* EXERCISE OBJECTIVE
Skip the pictures. Transcribe the rest of the data below without changing a word.

### EXERCISE MATERIALS

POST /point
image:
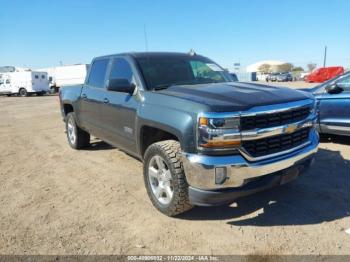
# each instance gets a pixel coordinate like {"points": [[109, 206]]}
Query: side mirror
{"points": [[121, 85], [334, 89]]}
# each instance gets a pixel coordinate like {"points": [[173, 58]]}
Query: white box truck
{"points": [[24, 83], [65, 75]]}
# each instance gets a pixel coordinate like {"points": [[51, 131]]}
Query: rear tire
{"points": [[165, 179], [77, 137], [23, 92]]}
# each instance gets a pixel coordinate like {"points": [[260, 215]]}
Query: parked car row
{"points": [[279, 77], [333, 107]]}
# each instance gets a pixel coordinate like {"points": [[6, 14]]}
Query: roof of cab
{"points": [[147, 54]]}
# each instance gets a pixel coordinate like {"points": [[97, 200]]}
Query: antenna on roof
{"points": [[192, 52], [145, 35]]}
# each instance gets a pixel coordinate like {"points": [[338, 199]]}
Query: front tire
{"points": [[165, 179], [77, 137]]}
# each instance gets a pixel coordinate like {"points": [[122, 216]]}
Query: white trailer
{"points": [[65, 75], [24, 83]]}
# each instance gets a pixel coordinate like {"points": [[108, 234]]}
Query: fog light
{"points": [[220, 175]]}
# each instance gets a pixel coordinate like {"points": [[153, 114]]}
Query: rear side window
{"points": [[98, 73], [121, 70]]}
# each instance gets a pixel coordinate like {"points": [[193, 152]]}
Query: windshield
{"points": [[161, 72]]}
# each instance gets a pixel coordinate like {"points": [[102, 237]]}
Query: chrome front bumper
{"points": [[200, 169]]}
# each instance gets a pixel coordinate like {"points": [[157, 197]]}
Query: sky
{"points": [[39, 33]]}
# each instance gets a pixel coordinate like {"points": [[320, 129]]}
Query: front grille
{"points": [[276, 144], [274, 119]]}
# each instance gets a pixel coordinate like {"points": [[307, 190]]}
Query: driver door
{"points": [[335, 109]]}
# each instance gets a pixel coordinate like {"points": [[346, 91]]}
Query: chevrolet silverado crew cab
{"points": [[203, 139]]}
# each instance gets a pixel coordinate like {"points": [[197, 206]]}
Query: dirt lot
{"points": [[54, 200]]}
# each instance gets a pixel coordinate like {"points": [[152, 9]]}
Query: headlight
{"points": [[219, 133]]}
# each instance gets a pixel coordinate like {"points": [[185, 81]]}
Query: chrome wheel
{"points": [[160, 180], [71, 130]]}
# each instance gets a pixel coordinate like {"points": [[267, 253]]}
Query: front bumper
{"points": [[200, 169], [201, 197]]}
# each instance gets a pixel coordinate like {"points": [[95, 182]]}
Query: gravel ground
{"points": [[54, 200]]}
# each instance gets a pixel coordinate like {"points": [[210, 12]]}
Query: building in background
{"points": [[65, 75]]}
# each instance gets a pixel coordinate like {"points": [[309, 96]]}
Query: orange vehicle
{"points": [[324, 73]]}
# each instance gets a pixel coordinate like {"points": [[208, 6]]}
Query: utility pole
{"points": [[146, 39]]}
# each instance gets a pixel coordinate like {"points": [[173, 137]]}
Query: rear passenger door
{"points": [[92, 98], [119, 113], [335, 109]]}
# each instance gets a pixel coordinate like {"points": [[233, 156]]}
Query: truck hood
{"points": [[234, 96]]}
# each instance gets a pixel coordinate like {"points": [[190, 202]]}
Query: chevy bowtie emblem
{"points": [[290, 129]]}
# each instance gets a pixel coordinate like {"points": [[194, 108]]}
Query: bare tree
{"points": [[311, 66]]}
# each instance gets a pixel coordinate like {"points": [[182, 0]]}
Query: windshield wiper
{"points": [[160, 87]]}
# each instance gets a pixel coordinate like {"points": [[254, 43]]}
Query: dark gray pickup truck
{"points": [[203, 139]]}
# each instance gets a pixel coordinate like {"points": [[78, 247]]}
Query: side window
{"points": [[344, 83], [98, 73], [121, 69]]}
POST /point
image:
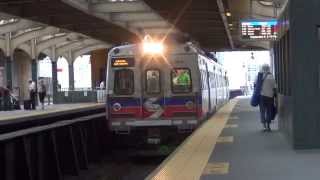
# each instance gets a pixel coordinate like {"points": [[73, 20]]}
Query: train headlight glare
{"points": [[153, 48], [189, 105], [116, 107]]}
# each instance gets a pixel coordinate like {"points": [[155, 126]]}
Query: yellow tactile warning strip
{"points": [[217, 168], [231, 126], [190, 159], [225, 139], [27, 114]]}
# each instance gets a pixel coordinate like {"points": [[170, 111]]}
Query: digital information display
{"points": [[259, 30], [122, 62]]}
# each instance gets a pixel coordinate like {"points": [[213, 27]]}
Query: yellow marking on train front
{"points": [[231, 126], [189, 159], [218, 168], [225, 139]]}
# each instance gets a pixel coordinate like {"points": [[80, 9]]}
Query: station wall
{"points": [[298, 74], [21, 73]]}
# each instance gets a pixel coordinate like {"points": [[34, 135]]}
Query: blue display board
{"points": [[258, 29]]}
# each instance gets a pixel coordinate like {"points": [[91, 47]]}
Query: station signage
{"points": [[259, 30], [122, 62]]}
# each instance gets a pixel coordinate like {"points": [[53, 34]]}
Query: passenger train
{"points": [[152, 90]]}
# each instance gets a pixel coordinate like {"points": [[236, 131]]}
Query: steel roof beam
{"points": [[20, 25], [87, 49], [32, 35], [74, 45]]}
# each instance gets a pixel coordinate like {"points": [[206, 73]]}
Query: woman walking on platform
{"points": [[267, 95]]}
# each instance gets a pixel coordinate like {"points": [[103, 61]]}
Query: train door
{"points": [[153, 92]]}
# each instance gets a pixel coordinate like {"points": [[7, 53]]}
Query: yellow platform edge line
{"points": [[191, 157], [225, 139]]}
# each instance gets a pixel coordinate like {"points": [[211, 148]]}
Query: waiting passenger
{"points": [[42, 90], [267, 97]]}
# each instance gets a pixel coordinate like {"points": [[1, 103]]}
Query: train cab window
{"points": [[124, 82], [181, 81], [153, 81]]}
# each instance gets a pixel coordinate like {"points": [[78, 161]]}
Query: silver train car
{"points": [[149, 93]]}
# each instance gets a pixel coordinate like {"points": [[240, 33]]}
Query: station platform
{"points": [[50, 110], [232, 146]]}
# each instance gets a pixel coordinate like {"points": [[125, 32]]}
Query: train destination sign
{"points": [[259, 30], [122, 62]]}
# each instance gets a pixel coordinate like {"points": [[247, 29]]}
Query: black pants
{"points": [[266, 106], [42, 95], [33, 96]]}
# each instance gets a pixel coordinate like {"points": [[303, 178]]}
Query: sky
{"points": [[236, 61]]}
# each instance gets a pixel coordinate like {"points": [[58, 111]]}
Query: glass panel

######

* TASK RESPONSE
POST /point
image:
# each instance gets a pixel coordinate like {"points": [[109, 206]]}
Query: side mirror
{"points": [[121, 85], [334, 89]]}
# each instance gets a pixel coordinate like {"points": [[173, 58]]}
Query: white box truck
{"points": [[24, 83], [65, 75]]}
# each instance gets a pixel coordinate like {"points": [[51, 131]]}
Query: rear tire
{"points": [[165, 179], [77, 137], [23, 92]]}
# each instance gets a pixel coordinate like {"points": [[260, 215]]}
Query: parked car row
{"points": [[279, 77], [333, 107]]}
# each instance gets a pixel coordinate like {"points": [[6, 14]]}
Query: roof of cab
{"points": [[147, 54]]}
# each instance gets a pixel coordinate like {"points": [[97, 200]]}
Query: antenna on roof
{"points": [[192, 52], [145, 35]]}
# each instance gets a pixel coordinate like {"points": [[338, 199]]}
Query: front tire
{"points": [[165, 179], [77, 137]]}
# each instance gets a pixel coordinate like {"points": [[122, 216]]}
Query: white trailer
{"points": [[65, 75], [24, 83]]}
# each instance gets a pixel coordinate like {"points": [[108, 234]]}
Query: fog light
{"points": [[220, 175]]}
# each instance gets a pixel coordinate like {"points": [[153, 114]]}
Query: rear side window
{"points": [[98, 73], [121, 70]]}
# each instance gets a pixel coordinate like {"points": [[193, 152]]}
Query: windshield
{"points": [[161, 72]]}
# each instance gets a pixel coordinate like {"points": [[102, 237]]}
Query: chrome front bumper
{"points": [[200, 169]]}
# each instance gets a pixel coordinate like {"points": [[157, 197]]}
Query: sky
{"points": [[39, 33]]}
# each instance gets a pixel coordinate like {"points": [[320, 129]]}
Query: front grille
{"points": [[276, 144], [274, 119]]}
# each instance gets a pixel coordinate like {"points": [[307, 190]]}
Query: driver door
{"points": [[335, 109]]}
# each instance gets a pixel coordinate like {"points": [[346, 91]]}
Query: chevrolet silverado crew cab
{"points": [[203, 139]]}
# each instance gets a pixel coordinate like {"points": [[197, 206]]}
Query: dirt lot
{"points": [[54, 200]]}
# each instance gets a pixel coordinate like {"points": [[152, 9]]}
Query: headlight
{"points": [[219, 133]]}
# each instance gets a pixel coordinate like {"points": [[185, 81]]}
Query: chrome wheel
{"points": [[160, 180], [71, 130]]}
# each instance gets a pixel coordinate like {"points": [[267, 253]]}
Query: front bumper
{"points": [[200, 169], [201, 197]]}
# each instance gets a pixel coordinate like {"points": [[95, 182]]}
Query: gravel ground
{"points": [[54, 200]]}
# each instance gets a pixel coordinate like {"points": [[210, 12]]}
Query: building in background
{"points": [[65, 75]]}
# each instance gets a pixel coordinate like {"points": [[309, 96]]}
Query: orange vehicle
{"points": [[324, 73]]}
# each instance gets a pixel coordinate like {"points": [[208, 6]]}
Query: utility pole
{"points": [[146, 39]]}
# each instance gets a pixel coordinate like {"points": [[173, 137]]}
Query: rear passenger door
{"points": [[92, 98], [119, 113], [335, 109]]}
# each instance gets a pixel coordinate like {"points": [[233, 156]]}
Query: truck hood
{"points": [[234, 96]]}
# each instance gets a pixel coordinate like {"points": [[190, 202]]}
Query: chevy bowtie emblem
{"points": [[290, 129]]}
# each instance gets a pixel coordinate like {"points": [[194, 108]]}
Query: bare tree
{"points": [[311, 66]]}
# each instance gets a pixel coordinate like {"points": [[182, 0]]}
Query: windshield wiper
{"points": [[160, 87]]}
# each instance gets a pixel coordinate like {"points": [[254, 43]]}
Query: dark gray pickup truck
{"points": [[203, 139]]}
# each instance gets a pixel coordinate like {"points": [[78, 247]]}
Query: side window
{"points": [[344, 83], [98, 73], [121, 69]]}
POST /point
image:
# each instance gets a pixel coordinate like {"points": [[73, 20]]}
Query: train headlight glare
{"points": [[153, 48], [189, 105], [116, 107]]}
# each instance gets a pixel coordinate like {"points": [[155, 126]]}
Query: yellow tactile warning strip
{"points": [[217, 168], [231, 126], [190, 159], [225, 139], [27, 114]]}
# each instance gets a pixel coordinate like {"points": [[170, 111]]}
Query: digital information display
{"points": [[259, 30], [122, 62]]}
# each instance gets a pixel coordinate like {"points": [[213, 27]]}
Query: yellow marking on train front
{"points": [[231, 126], [189, 159], [218, 168], [225, 139]]}
# each instance gets a pixel coordinate like {"points": [[80, 9]]}
Query: station wall
{"points": [[298, 74], [21, 73]]}
# each instance gets a pixel coordinate like {"points": [[34, 135]]}
Query: blue display board
{"points": [[258, 29]]}
# each instance gets a pixel coordinate like {"points": [[91, 47]]}
Query: station signage
{"points": [[259, 30], [122, 62]]}
# each instance gets a pixel coordinate like {"points": [[53, 34]]}
Query: passenger train
{"points": [[152, 90]]}
# each instance gets a pixel coordinate like {"points": [[236, 131]]}
Query: steel roof beam
{"points": [[20, 25], [87, 49], [32, 35], [74, 45]]}
# each instance gets a pixel coordinate like {"points": [[206, 73]]}
Query: woman walking on platform
{"points": [[267, 95]]}
# each instance gets a pixel coordinate like {"points": [[103, 61]]}
Query: train door
{"points": [[153, 92]]}
# each instance gets a pixel coordinate like {"points": [[7, 53]]}
Query: yellow platform edge line
{"points": [[191, 157], [225, 139]]}
# each instance gets a pixel coordinate like {"points": [[211, 148]]}
Query: waiting passenger
{"points": [[42, 90], [267, 97]]}
# each instance gets a pixel coordinate like {"points": [[1, 103]]}
Query: train cab window
{"points": [[124, 82], [181, 81], [153, 81]]}
# each instance gets a pixel coordinate like {"points": [[78, 161]]}
Query: silver train car
{"points": [[149, 93]]}
# each instance gets a pixel coordinate like {"points": [[240, 33]]}
Query: station platform
{"points": [[50, 110], [232, 146]]}
# each instance gets a pixel coordinate like {"points": [[125, 32]]}
Query: train destination sign
{"points": [[259, 30], [122, 62]]}
# each instance gets a pixel coordinate like {"points": [[247, 29]]}
Query: black pants
{"points": [[266, 106], [42, 95], [33, 96]]}
# each instance gets a pixel coordinate like {"points": [[303, 178]]}
Query: sky
{"points": [[236, 61]]}
# each instance gets a pixel coordinate like {"points": [[58, 111]]}
Query: glass panel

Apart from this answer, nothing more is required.